*Fragmenten van gegevens over gelabelde gebieden*.
—————
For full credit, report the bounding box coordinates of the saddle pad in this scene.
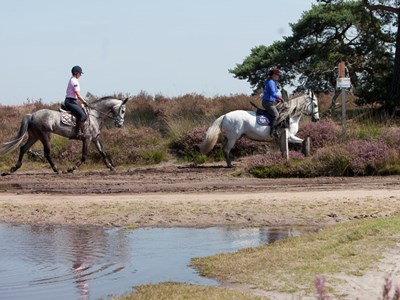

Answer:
[61,111,76,126]
[256,115,269,126]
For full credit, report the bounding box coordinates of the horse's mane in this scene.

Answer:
[91,96,122,104]
[277,95,307,124]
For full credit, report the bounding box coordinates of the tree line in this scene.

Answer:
[229,0,400,111]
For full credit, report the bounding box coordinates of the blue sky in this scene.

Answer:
[0,0,315,105]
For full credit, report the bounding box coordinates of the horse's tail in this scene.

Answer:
[198,115,225,154]
[0,114,32,154]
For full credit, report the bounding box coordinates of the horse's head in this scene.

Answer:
[307,91,319,122]
[113,98,128,128]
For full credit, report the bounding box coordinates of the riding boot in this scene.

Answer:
[75,120,85,139]
[269,120,278,138]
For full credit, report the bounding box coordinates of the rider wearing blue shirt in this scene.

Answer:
[262,68,282,137]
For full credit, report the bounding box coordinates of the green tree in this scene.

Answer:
[230,1,395,107]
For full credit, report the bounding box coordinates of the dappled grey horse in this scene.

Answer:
[198,92,319,167]
[0,97,128,175]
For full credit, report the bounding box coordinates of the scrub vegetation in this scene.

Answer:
[0,92,400,178]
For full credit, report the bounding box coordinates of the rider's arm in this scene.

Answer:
[266,80,282,101]
[75,91,89,105]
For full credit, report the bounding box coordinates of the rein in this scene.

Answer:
[88,105,115,120]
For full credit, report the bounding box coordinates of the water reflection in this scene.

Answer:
[0,224,316,300]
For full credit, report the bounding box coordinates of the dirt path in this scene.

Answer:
[0,164,400,299]
[0,164,400,227]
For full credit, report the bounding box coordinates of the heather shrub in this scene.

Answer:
[231,137,271,157]
[313,140,396,176]
[246,151,317,178]
[380,127,400,152]
[346,140,394,175]
[169,127,217,163]
[124,92,160,128]
[97,127,167,165]
[297,120,339,153]
[246,152,288,178]
[312,145,352,176]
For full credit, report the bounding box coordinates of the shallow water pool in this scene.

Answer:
[0,224,309,300]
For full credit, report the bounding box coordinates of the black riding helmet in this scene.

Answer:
[71,66,83,75]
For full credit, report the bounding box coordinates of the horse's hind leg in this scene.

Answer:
[40,134,58,173]
[223,137,236,168]
[10,135,38,173]
[68,138,89,173]
[93,138,115,171]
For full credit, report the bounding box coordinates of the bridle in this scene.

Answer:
[308,92,318,121]
[87,103,123,124]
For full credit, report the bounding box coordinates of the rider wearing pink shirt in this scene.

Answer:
[64,66,88,138]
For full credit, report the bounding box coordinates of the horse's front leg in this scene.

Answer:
[68,138,90,173]
[93,138,115,171]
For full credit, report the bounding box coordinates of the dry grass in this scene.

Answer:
[113,282,262,300]
[193,217,400,294]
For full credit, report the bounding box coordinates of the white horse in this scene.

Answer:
[0,97,128,175]
[198,92,319,167]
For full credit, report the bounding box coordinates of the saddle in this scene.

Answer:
[250,101,271,126]
[58,104,89,127]
[250,101,289,128]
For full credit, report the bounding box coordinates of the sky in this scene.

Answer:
[0,0,316,105]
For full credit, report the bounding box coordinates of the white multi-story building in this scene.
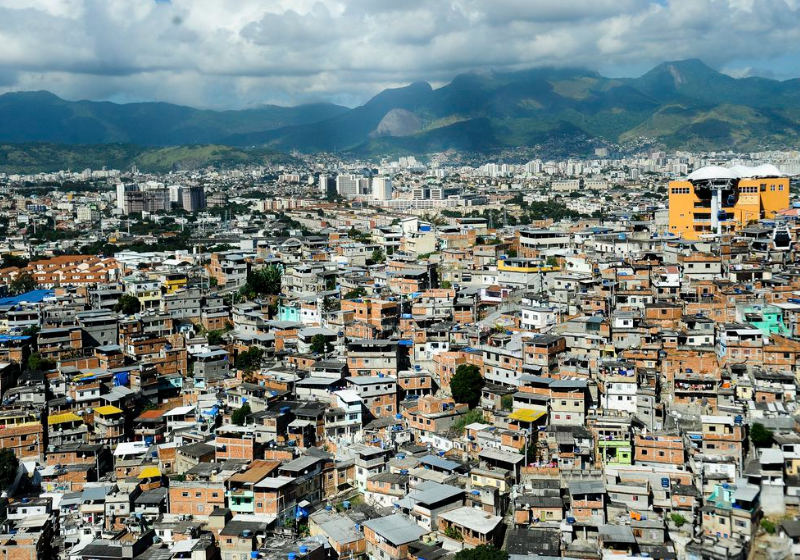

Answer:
[372,177,392,200]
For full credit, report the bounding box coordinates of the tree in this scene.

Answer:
[311,334,333,354]
[450,364,484,408]
[456,544,508,560]
[372,247,386,263]
[114,294,142,315]
[322,296,341,313]
[750,422,772,447]
[8,272,36,296]
[342,286,367,299]
[0,449,19,491]
[25,352,56,371]
[206,329,226,346]
[450,408,483,436]
[236,348,264,372]
[669,513,686,528]
[0,253,28,268]
[231,403,252,426]
[242,265,282,296]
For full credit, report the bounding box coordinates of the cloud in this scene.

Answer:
[0,0,800,108]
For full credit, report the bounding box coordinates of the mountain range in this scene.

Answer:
[0,59,800,168]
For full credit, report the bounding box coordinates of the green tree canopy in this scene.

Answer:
[236,348,264,372]
[372,247,386,263]
[114,294,142,315]
[750,422,773,447]
[342,286,367,299]
[0,253,28,268]
[456,544,508,560]
[241,265,282,297]
[231,403,252,426]
[0,449,19,491]
[311,334,333,354]
[8,273,36,296]
[25,352,56,371]
[450,364,484,408]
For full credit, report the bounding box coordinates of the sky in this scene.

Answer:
[0,0,800,109]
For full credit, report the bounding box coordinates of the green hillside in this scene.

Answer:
[0,143,293,173]
[0,60,800,164]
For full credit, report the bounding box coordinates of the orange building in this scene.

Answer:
[669,165,789,239]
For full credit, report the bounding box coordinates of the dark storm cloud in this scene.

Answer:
[0,0,800,107]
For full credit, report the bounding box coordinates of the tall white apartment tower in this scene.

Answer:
[372,177,392,200]
[317,175,331,196]
[336,175,360,198]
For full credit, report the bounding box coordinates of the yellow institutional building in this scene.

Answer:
[669,165,789,239]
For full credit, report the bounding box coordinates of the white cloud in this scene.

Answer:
[0,0,800,107]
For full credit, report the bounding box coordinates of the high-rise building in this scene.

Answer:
[123,188,171,214]
[336,175,361,198]
[317,175,333,196]
[669,165,789,239]
[169,185,183,204]
[372,177,392,200]
[181,186,206,212]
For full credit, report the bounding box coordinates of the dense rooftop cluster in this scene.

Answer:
[0,153,800,560]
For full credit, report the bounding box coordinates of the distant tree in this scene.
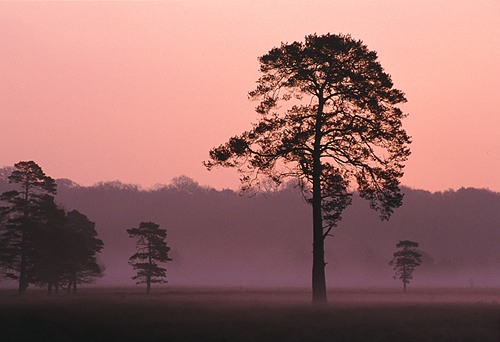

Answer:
[389,240,422,292]
[127,222,172,293]
[205,34,410,303]
[0,161,56,294]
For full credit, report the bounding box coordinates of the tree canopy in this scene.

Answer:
[205,34,410,302]
[127,222,172,293]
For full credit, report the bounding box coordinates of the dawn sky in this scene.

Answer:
[0,0,500,191]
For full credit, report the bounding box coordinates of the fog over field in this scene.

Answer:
[0,172,500,288]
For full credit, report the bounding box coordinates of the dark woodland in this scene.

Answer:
[0,172,500,287]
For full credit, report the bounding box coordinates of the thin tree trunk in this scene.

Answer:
[312,190,327,304]
[403,265,408,293]
[71,267,77,294]
[312,101,327,305]
[17,232,28,296]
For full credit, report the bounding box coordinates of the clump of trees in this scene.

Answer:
[0,161,104,295]
[205,34,410,303]
[127,222,172,293]
[389,240,422,292]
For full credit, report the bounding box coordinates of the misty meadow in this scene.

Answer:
[0,168,500,341]
[0,16,500,341]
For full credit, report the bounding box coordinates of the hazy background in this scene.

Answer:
[0,174,500,288]
[0,0,500,192]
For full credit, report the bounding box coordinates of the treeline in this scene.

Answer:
[0,164,500,286]
[0,161,104,294]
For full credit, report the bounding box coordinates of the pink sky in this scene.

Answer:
[0,0,500,191]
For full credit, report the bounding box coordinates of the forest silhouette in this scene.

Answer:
[0,169,500,287]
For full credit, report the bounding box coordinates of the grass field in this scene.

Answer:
[0,288,500,342]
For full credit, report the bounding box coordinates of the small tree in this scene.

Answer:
[63,210,104,293]
[389,240,422,292]
[127,222,172,293]
[0,161,56,294]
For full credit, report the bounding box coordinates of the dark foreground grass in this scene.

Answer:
[0,289,500,342]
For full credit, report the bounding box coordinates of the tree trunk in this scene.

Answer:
[312,191,327,305]
[312,96,327,305]
[17,232,28,296]
[71,272,76,294]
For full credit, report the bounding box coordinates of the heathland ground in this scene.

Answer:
[0,287,500,342]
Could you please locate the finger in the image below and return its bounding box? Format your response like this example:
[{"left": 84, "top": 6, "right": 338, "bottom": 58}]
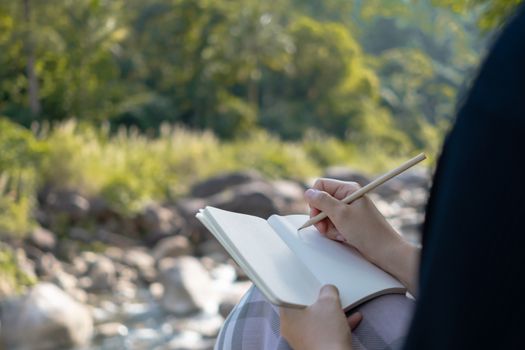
[
  {"left": 313, "top": 178, "right": 361, "bottom": 199},
  {"left": 346, "top": 312, "right": 363, "bottom": 330},
  {"left": 310, "top": 206, "right": 329, "bottom": 234},
  {"left": 319, "top": 284, "right": 341, "bottom": 304},
  {"left": 304, "top": 188, "right": 345, "bottom": 216}
]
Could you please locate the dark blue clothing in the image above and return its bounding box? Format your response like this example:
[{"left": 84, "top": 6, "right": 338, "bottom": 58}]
[{"left": 405, "top": 6, "right": 525, "bottom": 350}]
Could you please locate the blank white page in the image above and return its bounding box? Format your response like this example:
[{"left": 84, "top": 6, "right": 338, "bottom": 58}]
[
  {"left": 197, "top": 207, "right": 321, "bottom": 306},
  {"left": 268, "top": 215, "right": 406, "bottom": 308}
]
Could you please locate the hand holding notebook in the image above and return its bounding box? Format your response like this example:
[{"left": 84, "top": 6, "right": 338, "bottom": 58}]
[{"left": 197, "top": 154, "right": 422, "bottom": 310}]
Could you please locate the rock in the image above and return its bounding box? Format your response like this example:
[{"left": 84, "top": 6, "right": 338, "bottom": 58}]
[
  {"left": 271, "top": 180, "right": 309, "bottom": 214},
  {"left": 172, "top": 313, "right": 224, "bottom": 338},
  {"left": 35, "top": 253, "right": 63, "bottom": 278},
  {"left": 323, "top": 166, "right": 370, "bottom": 186},
  {"left": 29, "top": 227, "right": 56, "bottom": 251},
  {"left": 197, "top": 237, "right": 230, "bottom": 263},
  {"left": 219, "top": 281, "right": 253, "bottom": 318},
  {"left": 149, "top": 282, "right": 164, "bottom": 300},
  {"left": 87, "top": 255, "right": 116, "bottom": 291},
  {"left": 153, "top": 235, "right": 193, "bottom": 261},
  {"left": 137, "top": 203, "right": 183, "bottom": 241},
  {"left": 96, "top": 322, "right": 128, "bottom": 338},
  {"left": 190, "top": 171, "right": 262, "bottom": 198},
  {"left": 43, "top": 190, "right": 90, "bottom": 220},
  {"left": 69, "top": 227, "right": 95, "bottom": 243},
  {"left": 397, "top": 168, "right": 430, "bottom": 189},
  {"left": 0, "top": 283, "right": 93, "bottom": 350},
  {"left": 159, "top": 256, "right": 218, "bottom": 315},
  {"left": 15, "top": 248, "right": 37, "bottom": 281},
  {"left": 166, "top": 331, "right": 215, "bottom": 350},
  {"left": 122, "top": 248, "right": 157, "bottom": 283},
  {"left": 56, "top": 238, "right": 80, "bottom": 261},
  {"left": 51, "top": 271, "right": 78, "bottom": 293}
]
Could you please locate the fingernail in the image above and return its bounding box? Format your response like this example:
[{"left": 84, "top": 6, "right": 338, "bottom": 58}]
[
  {"left": 335, "top": 233, "right": 346, "bottom": 242},
  {"left": 319, "top": 284, "right": 339, "bottom": 296},
  {"left": 304, "top": 188, "right": 319, "bottom": 199}
]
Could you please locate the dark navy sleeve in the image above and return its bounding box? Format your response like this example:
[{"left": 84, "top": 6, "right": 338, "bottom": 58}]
[{"left": 405, "top": 6, "right": 525, "bottom": 350}]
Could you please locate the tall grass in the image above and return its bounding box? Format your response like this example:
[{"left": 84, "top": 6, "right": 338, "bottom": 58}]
[{"left": 0, "top": 118, "right": 430, "bottom": 234}]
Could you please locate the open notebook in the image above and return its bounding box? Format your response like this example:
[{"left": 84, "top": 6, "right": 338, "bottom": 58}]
[{"left": 196, "top": 206, "right": 406, "bottom": 310}]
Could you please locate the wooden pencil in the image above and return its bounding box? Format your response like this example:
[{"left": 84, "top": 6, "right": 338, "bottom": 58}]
[{"left": 297, "top": 153, "right": 427, "bottom": 230}]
—————
*Beschrijving opdracht*. Zet in de lijst hierboven alles van de regel met "green tree canopy in this scene." tot en met de regel met "[336,175,360,198]" om in een JSON-lijst van strings, met één string per regel en zonder de lege regels.

*Resultaat opdracht*.
[
  "For full credit, report the bounding box coordinates of the green tree canopy in this scene.",
  "Answer:",
  "[236,348,264,372]",
  "[372,247,386,263]",
  "[114,294,142,315]",
  "[750,422,773,447]",
  "[342,286,367,299]",
  "[0,253,28,268]",
  "[456,544,508,560]",
  "[241,265,282,297]",
  "[231,403,252,426]",
  "[0,449,19,491]",
  "[311,334,333,354]",
  "[8,273,36,296]",
  "[25,352,56,371]",
  "[450,364,484,408]",
  "For full credit, report the bounding box coordinates of the sky in this scene.",
  "Answer:",
  "[0,0,800,109]",
  "For full credit, report the bounding box coordinates of the green hillside in this scene.",
  "Answer:",
  "[0,143,293,173]",
  "[0,60,800,164]",
  "For full credit, report the bounding box coordinates of the orange building in this scene.",
  "Answer:",
  "[669,165,789,239]",
  "For full credit, report the bounding box coordinates of the dark storm cloud in this scene.",
  "Answer:",
  "[0,0,800,107]",
  "For full credit, report the bounding box coordinates of the tall white apartment tower in this scene.",
  "Answer:",
  "[372,177,392,200]",
  "[317,175,331,196]",
  "[336,175,360,198]"
]